## RAW DATA
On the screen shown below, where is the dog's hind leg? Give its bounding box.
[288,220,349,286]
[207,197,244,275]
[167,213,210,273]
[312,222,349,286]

## REQUIRED TASK
Could you replace "hind leg" with "back leg" in the lines above and give them again with everything else unchanged?

## SOLUTION TO THIS EXERCISE
On the screen shown below, where is the dog's back leg? Give its bounding box.
[288,220,349,286]
[207,197,244,275]
[167,213,210,273]
[312,222,349,286]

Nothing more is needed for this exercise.